- [The tasks]:
(a) In the Dagster forum excerpt, what is the only configuration parameter the proposed resource would require?
(b) Update the part of the Dagster forum excerpt that opens with the words containing "def downstream_op(number_list) ->" and closes with "number_list_longer = downstream_op(number_list)", changing "downstream_op" to "extend_list_op" throughout.

- [Excerpted text]:

---------------

Message: Runtime Object type "InvalidSubsetError" is not a possible type for "LaunchRunResult".

Path: 

Locations: [{"line":2,"column":3}]
• I also had a look at the
context.instance.get_run_by_id(...).run_config
. It works so far and I was thinking about your suggestion to write an issue, but before I do that I'd like to understand better how this config could be used and where it could be read from. For instance, for my use case a preferable option would be to provide the config at job definition, e.g. by writing a graph and supplying the config of the previous run in the
to_job()
call. My downstream job is supposed to completely reuse the config of the upstream job, which is why I'd like to define this dependency at a single position only. Therefore I'm still wondering if my previous suggestion to provide some sort of
previous_run_resource
could be a way to solve this, more or less like this:
Copy code
from dagster import previous_run_resource, ...


@graph
def my_graph():
    ...


downstream_job = my_graph.to_job(
    resource_defs={'previous_run_resource': previous_run_resource},
    config=previous_run_resource.run_config,
)
The only configuration parameter this resource would require would be the run id of the upstream run. It could also address my job input/output interdependency problem (though I'm completely open to model it with assets), and I can think of other use cases (such as configuring a downstream job based on other metadata of an upstream run / success hooks, reusing IO managers, log and performance summaries of upstream runs, ...). I'm interested to hear your thoughts about that 🙂
Sorry for the many and long messages but I've continued trying to build a minimum example with assets for my use case. As I want ops which return multiple assets instead of only one (out of which I only want to reuse
number_list
in the downstream graph), I rewrote it as follows:
Copy code
from dagster import (
    AssetGroup,
    AssetsDefinition,
    GraphIn,
    GraphOut,
    In,
    Out,
    graph,
    op,
    repository,
)


@op(
    out={
        "number_list": Out(list[int]),
        "greeting_string": Out(str),
    },
)
def upstream_op() -> tuple[list[int], str]:
    number_list = [1, 2, 3]
    greeting_string = "Hello"
    return number_list, greeting_string


@op(ins={"number_list": In(list[int])}, out={"number_list_longer": Out(list[int])})
def downstream_op(number_list) -> list[int]:
    number_list_longer = number_list + [4]
    return number_list_longer


@graph(out={"number_list": GraphOut(), "greeting_string": GraphOut()})
def upstream_graph():
    number_list, greeting_string = upstream_op()
    return number_list, greeting_string


@graph(ins={"number_list": GraphIn()}, out={"number_list_longer": GraphOut()})
def downstream_graph(number_list):
    number_list_longer = downstream_op(number_list)
    return number_list_longer


upstream_assets = AssetsDefinition.from_graph(graph_def=upstream_graph)
downstream_asset = AssetsDefinition.from_graph(graph_def=downstream_graph)


asset_group = AssetGroup([upstream_assets, downstream_asset])
upstream_job = asset_group.build_job(
    name="upstream_job", selection=["number_list", "greeting_string"]
)

---------------

- [Listing]:
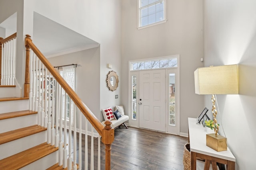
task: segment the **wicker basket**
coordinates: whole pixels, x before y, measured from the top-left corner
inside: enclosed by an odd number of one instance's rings
[[[183,165],[184,170],[190,170],[190,146],[189,143],[187,143],[184,145],[183,151]]]

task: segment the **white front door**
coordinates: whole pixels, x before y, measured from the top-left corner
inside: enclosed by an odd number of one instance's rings
[[[165,70],[139,72],[140,127],[166,132]]]

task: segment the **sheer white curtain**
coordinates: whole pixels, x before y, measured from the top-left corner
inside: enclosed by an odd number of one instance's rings
[[[64,80],[67,82],[67,83],[71,88],[75,91],[75,82],[76,78],[76,67],[74,66],[68,66],[62,67],[63,74],[62,74]],[[71,103],[70,104],[70,107],[69,108],[70,115],[71,114],[74,117],[75,113],[75,105],[72,101]],[[71,114],[70,114],[71,113]],[[73,117],[72,117],[73,118]],[[74,119],[71,119],[71,122],[70,122],[72,125],[73,124]]]

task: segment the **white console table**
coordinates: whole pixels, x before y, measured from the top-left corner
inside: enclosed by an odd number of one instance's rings
[[[226,165],[227,170],[235,169],[234,157],[229,149],[217,152],[206,145],[206,132],[202,125],[196,124],[196,119],[188,118],[188,140],[190,143],[191,170],[196,170],[196,158],[205,159],[204,170],[209,169],[211,163],[213,169],[217,170],[216,163]]]

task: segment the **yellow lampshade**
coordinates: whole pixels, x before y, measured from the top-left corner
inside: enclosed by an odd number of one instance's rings
[[[238,94],[238,70],[236,64],[199,68],[194,75],[197,94]]]

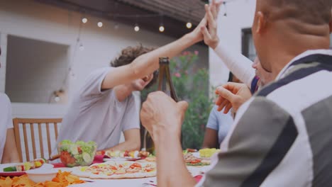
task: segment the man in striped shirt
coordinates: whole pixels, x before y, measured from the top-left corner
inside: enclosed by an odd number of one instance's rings
[[[187,107],[162,92],[140,113],[156,147],[158,186],[329,186],[332,183],[331,0],[257,0],[253,34],[275,80],[238,110],[214,167],[197,184],[179,144]],[[207,7],[209,28],[211,10]],[[171,138],[170,138],[171,137]]]

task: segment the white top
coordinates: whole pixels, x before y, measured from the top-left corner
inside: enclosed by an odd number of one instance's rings
[[[216,55],[227,66],[227,68],[249,88],[251,87],[251,81],[255,77],[255,69],[251,67],[253,62],[241,54],[233,52],[226,46],[219,42],[214,49]]]
[[[121,131],[140,128],[133,95],[120,102],[113,89],[101,90],[106,75],[114,69],[105,67],[88,76],[63,118],[57,143],[63,140],[94,141],[98,149],[104,149],[118,144]]]
[[[0,93],[0,162],[4,154],[7,129],[12,128],[11,101],[7,95]]]
[[[197,186],[328,186],[332,50],[304,52],[238,110]]]

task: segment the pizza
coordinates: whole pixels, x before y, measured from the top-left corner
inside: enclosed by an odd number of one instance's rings
[[[89,166],[74,167],[72,174],[93,179],[135,178],[155,176],[154,163],[109,161]]]
[[[209,159],[202,159],[192,155],[192,153],[184,154],[183,158],[187,166],[203,166],[210,165]]]
[[[150,155],[145,151],[106,151],[105,155],[110,158],[141,158]]]

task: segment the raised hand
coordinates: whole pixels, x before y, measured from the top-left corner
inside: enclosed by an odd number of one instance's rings
[[[177,135],[179,138],[181,125],[188,107],[186,101],[176,103],[162,91],[155,91],[148,96],[140,110],[142,125],[151,135],[155,143],[158,137],[165,135]]]
[[[223,108],[223,113],[228,113],[233,108],[236,112],[240,106],[247,101],[251,96],[251,92],[248,86],[242,83],[228,82],[218,86],[216,94],[218,95],[216,104],[218,106],[218,110]]]
[[[219,12],[219,7],[221,1],[212,1],[211,5],[205,5],[206,18],[207,25],[201,26],[201,32],[203,33],[205,44],[214,49],[219,42],[219,38],[217,35],[216,19]],[[208,29],[209,28],[209,29]]]

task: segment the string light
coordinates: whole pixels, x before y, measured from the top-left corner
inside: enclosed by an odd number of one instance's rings
[[[138,26],[138,24],[135,24],[134,30],[135,32],[140,31],[140,26]]]
[[[135,32],[140,31],[140,26],[138,26],[138,23],[138,23],[138,16],[136,15],[136,23],[135,23],[135,27],[134,27]]]
[[[162,32],[164,32],[164,30],[165,30],[165,27],[164,27],[164,26],[163,26],[162,24],[160,24],[160,26],[159,26],[159,31],[160,31],[160,33],[162,33]]]
[[[115,29],[115,30],[118,30],[118,28],[119,28],[118,23],[116,23],[114,24],[114,29]]]
[[[160,23],[159,24],[159,32],[162,33],[164,32],[164,18],[162,17],[162,15],[160,14]]]
[[[223,2],[223,6],[225,6],[225,13],[223,13],[223,16],[227,17],[227,8],[226,8],[226,2],[225,2],[225,1]]]
[[[87,23],[87,18],[82,18],[82,23]]]
[[[82,51],[84,50],[84,46],[83,45],[83,44],[81,43],[79,45],[79,50],[82,50]]]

---------------

- [Answers in order]:
(a) The run id of the upstream run.

(b)
def extend_list_op(number_list) -> list[int]:
    number_list_longer = number_list + [4]
    return number_list_longer


@graph(out={"number_list": GraphOut(), "greeting_string": GraphOut()})
def upstream_graph():
    number_list, greeting_string = upstream_op()
    return number_list, greeting_string


@graph(ins={"number_list": GraphIn()}, out={"number_list_longer": GraphOut()})
def downstream_graph(number_list):
    number_list_longer = extend_list_op(number_list)